TASK REQUIREMENTS: Set down everything from the start of the data below down to the line containing "(1031, 109)", both ends included, word for word, without the pictures.

# # # # # # #

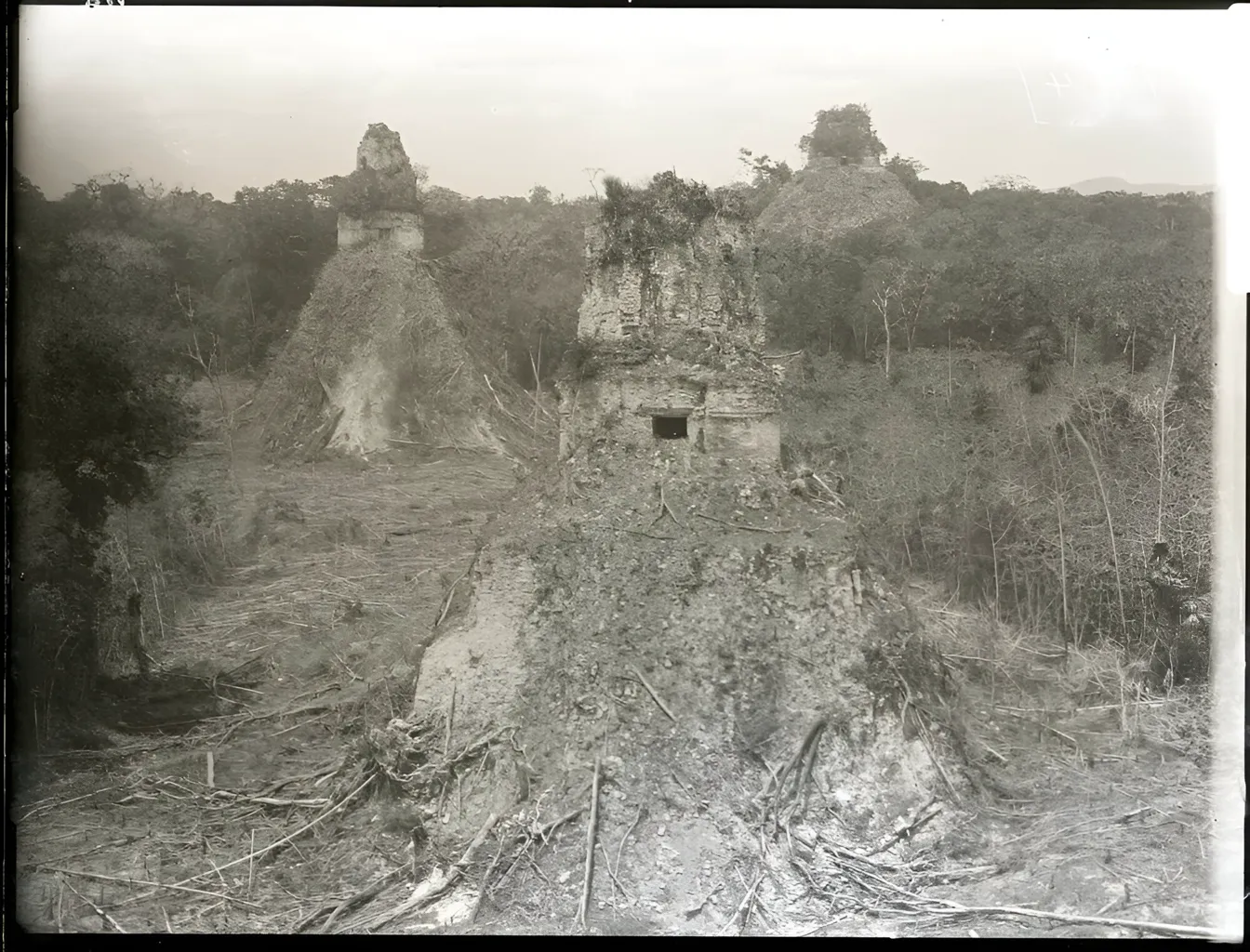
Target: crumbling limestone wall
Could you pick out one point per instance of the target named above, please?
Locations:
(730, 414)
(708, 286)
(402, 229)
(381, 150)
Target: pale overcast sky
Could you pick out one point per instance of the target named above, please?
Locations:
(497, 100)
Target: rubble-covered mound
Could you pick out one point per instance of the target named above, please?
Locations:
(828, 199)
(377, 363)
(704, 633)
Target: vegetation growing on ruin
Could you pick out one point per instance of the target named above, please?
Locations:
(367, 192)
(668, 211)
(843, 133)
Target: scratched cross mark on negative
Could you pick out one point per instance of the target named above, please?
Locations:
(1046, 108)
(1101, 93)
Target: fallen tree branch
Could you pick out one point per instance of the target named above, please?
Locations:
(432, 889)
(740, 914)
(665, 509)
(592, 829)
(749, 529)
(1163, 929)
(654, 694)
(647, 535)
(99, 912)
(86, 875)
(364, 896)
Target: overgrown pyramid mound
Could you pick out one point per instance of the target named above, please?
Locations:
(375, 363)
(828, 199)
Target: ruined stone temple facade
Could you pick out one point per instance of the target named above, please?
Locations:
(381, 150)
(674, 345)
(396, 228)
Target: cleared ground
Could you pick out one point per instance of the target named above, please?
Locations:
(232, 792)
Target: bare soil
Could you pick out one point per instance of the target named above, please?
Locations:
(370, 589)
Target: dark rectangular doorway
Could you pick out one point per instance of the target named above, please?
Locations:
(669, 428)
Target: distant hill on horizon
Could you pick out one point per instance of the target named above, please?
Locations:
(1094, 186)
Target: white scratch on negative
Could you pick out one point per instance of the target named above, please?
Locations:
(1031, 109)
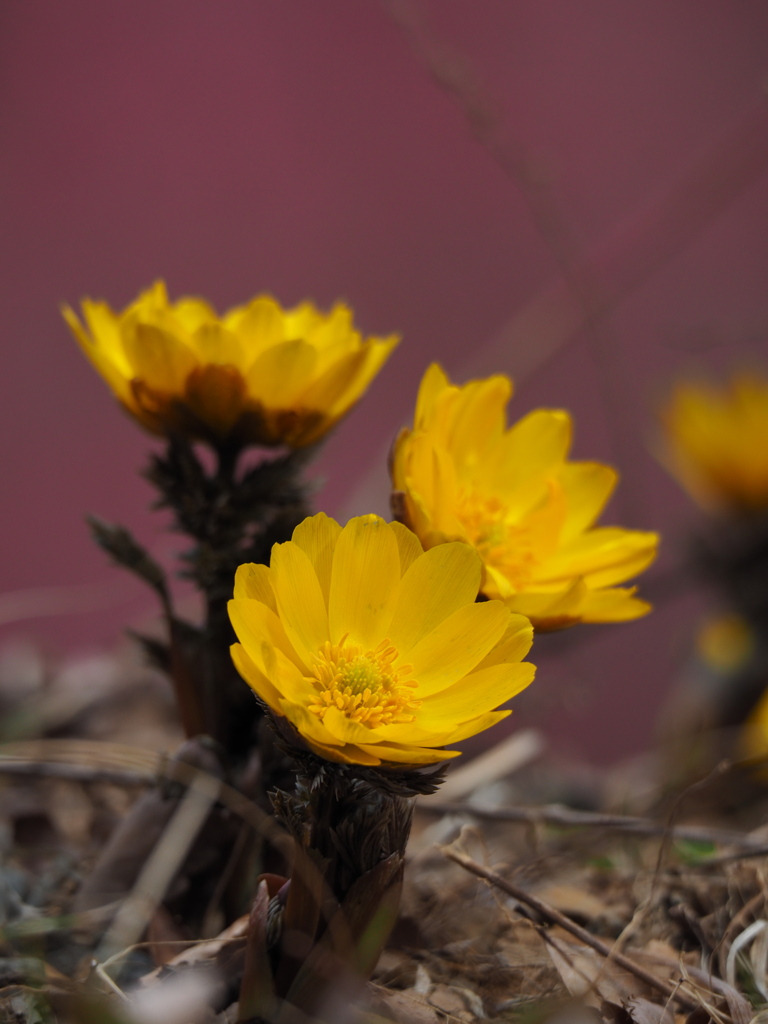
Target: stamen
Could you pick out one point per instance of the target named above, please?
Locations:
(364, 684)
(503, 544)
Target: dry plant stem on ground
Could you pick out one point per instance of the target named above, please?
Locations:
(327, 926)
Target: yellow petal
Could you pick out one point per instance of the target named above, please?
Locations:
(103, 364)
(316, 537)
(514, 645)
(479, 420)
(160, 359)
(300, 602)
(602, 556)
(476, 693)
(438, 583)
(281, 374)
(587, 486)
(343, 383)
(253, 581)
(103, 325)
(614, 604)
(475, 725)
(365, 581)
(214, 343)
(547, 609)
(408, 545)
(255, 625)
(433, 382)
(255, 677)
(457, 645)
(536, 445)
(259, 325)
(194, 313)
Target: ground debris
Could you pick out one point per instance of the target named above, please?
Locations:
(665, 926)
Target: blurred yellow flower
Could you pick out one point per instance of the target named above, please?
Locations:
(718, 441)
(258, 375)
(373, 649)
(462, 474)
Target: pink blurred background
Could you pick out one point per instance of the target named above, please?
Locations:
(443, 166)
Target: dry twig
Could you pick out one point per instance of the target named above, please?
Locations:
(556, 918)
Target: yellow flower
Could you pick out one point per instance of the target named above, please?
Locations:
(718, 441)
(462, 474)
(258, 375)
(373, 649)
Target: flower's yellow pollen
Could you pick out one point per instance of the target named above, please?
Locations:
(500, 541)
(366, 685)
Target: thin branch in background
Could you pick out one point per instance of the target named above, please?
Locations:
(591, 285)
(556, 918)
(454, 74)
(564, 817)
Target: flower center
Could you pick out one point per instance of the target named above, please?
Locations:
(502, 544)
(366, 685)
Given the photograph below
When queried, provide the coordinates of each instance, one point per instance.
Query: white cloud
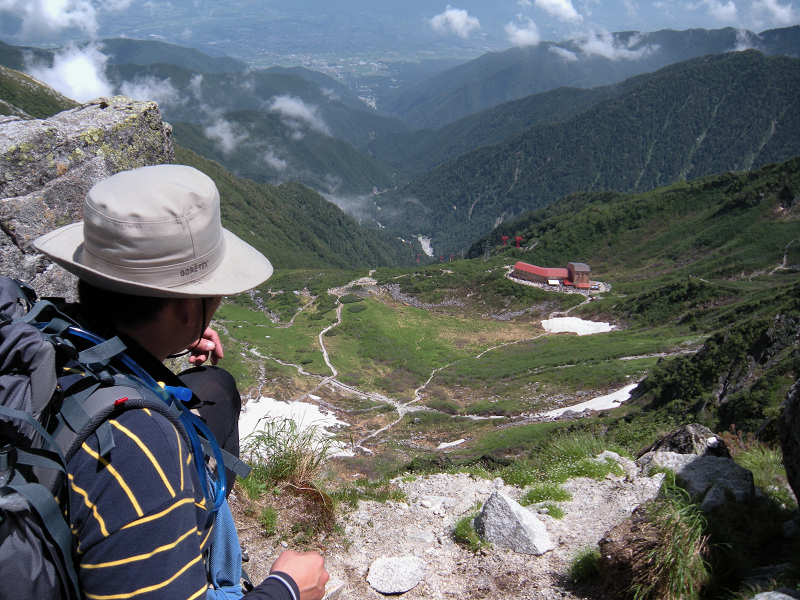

# # # # # # #

EXERCISE RESPONSE:
Target: crumbling limestone wall
Could you pick out one point per instance of the target named above, please?
Locations:
(730, 414)
(708, 286)
(402, 229)
(381, 150)
Target: pale overcast sky
Could you pick out one point per instance of the target named above, please?
Locations:
(497, 100)
Target: rubble-covered mound
Could you pick out one point per instance of the target named above, please?
Locations:
(828, 199)
(377, 363)
(704, 633)
Target: vegetation growing on ruin
Could you pick out one point per instance of the target named above, please?
Locations:
(367, 192)
(668, 211)
(843, 133)
Target: scratched cross mark on negative
Could you pick out one point per instance of the target named above, please?
Locations:
(1046, 108)
(1101, 93)
Target: fallen tree branch
Could you pick out one point per instance of the target named above, please?
Locations:
(432, 889)
(740, 914)
(665, 509)
(592, 829)
(749, 529)
(1163, 929)
(654, 694)
(647, 535)
(99, 912)
(86, 875)
(364, 896)
Target: overgrown pyramid mound
Could you pick out one point per instance of the target named above, please?
Locations:
(375, 363)
(828, 199)
Target: ruined stone temple facade
Could you pick out one point per instance of the target named above, please?
Locations:
(381, 150)
(674, 345)
(396, 228)
Target: cleared ground
Could you pick out one point per instance of the target named above, please?
Locations:
(232, 792)
Target: bare soil
Could you pick out one point per instance of the target named above, please?
Locations:
(370, 589)
Target: dark rectangular doorway
Could you pick out one point per instance of the target named above, please?
Locations:
(669, 428)
Target: distant hill on horizon
Could you pick out one point per instance of the target named above, please?
Locations:
(1094, 186)
Target: white scratch on negative
Could you pick out one point per instance of the target named above, please?
Locations:
(1031, 109)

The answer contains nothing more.